---------- Exercise data

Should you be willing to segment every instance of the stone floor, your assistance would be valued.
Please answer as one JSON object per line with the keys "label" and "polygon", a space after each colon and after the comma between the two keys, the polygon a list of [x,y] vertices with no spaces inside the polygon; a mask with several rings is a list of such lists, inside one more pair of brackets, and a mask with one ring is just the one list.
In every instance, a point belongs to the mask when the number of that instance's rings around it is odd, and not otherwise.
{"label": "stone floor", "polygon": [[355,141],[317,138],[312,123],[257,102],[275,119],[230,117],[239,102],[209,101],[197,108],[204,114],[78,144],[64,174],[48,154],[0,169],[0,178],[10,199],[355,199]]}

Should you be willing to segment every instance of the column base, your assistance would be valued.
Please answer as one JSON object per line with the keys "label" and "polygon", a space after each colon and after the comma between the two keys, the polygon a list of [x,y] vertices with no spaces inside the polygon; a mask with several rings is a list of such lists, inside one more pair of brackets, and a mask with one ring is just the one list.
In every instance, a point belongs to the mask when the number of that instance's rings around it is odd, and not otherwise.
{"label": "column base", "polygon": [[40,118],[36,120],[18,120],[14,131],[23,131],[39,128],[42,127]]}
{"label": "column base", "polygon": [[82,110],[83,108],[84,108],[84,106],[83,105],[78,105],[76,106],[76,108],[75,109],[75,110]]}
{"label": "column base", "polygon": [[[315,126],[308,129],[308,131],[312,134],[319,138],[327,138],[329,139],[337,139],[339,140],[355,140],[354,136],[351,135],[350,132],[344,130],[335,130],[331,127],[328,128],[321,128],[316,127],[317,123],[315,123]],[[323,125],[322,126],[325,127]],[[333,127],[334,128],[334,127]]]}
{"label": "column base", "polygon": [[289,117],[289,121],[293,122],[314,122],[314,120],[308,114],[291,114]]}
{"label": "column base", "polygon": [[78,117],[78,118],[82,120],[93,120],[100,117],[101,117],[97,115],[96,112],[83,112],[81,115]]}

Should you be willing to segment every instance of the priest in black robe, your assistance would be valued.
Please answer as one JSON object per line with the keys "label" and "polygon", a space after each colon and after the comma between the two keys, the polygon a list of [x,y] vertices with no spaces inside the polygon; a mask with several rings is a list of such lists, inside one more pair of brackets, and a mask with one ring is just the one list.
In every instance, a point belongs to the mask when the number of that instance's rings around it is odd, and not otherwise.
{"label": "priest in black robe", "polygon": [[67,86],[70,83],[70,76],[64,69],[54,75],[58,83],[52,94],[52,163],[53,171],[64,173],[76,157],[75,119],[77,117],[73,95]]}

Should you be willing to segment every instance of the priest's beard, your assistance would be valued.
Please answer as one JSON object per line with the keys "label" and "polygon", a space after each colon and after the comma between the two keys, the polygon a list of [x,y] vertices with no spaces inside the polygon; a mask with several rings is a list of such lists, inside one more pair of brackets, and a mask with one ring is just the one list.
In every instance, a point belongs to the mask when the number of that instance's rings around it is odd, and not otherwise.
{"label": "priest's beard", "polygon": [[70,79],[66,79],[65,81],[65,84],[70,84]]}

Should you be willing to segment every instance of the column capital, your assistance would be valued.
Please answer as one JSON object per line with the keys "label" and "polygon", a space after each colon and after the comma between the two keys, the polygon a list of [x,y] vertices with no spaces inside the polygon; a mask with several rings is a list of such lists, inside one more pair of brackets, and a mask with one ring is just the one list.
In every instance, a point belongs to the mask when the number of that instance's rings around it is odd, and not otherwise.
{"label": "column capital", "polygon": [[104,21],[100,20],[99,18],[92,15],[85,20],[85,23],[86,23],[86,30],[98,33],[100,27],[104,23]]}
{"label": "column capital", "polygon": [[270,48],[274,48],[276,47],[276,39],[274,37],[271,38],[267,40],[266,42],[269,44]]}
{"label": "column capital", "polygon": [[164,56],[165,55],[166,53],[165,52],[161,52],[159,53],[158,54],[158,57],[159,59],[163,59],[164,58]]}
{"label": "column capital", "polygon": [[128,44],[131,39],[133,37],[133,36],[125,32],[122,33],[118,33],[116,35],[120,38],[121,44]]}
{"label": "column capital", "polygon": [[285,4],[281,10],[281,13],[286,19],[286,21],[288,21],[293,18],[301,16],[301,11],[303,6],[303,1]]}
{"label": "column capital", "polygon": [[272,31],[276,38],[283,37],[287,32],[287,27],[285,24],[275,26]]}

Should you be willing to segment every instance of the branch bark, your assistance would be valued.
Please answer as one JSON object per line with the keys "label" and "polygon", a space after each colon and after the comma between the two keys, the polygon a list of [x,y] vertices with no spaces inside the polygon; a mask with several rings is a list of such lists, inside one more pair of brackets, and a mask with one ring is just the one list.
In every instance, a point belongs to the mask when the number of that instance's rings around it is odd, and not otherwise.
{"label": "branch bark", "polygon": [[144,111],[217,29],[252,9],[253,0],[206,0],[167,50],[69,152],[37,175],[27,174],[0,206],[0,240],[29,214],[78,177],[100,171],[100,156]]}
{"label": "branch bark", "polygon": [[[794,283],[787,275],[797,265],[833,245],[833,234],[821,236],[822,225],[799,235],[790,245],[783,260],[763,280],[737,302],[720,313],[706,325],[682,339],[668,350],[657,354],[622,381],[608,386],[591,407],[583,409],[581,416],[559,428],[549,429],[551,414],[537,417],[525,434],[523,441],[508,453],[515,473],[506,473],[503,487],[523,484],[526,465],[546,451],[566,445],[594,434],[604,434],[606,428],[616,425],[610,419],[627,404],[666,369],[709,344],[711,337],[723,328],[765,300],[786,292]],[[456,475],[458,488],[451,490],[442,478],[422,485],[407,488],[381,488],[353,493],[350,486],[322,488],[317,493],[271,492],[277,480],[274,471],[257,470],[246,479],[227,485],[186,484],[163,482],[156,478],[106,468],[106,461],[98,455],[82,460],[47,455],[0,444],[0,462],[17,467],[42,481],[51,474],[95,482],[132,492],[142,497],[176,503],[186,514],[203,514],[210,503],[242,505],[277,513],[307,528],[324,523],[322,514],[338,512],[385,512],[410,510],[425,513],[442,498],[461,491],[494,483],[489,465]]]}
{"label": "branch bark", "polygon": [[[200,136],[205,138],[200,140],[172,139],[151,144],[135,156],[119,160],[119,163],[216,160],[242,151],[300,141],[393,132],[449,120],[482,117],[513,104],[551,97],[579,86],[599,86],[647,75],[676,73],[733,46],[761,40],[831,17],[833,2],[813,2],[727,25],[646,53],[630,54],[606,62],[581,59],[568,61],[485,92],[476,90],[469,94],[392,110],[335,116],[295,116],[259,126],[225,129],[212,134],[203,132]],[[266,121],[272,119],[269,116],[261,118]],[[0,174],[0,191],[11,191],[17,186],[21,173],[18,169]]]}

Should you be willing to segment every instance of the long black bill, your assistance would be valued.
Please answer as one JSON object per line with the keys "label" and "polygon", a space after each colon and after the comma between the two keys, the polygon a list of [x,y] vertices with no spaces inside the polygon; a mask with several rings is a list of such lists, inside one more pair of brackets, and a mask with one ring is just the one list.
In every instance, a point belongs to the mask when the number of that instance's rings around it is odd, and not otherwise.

--------------------

__What you have to do__:
Which lines of the Source data contain the string "floor"? Copy each of them, and treat uppercase and lowercase as different.

__Complete response__:
Should you be willing to segment every instance of the stone floor, your assistance would be valued.
{"label": "stone floor", "polygon": [[355,141],[317,138],[312,123],[257,102],[275,119],[230,117],[239,102],[209,101],[197,108],[204,114],[78,144],[64,174],[48,154],[0,169],[0,178],[10,199],[355,199]]}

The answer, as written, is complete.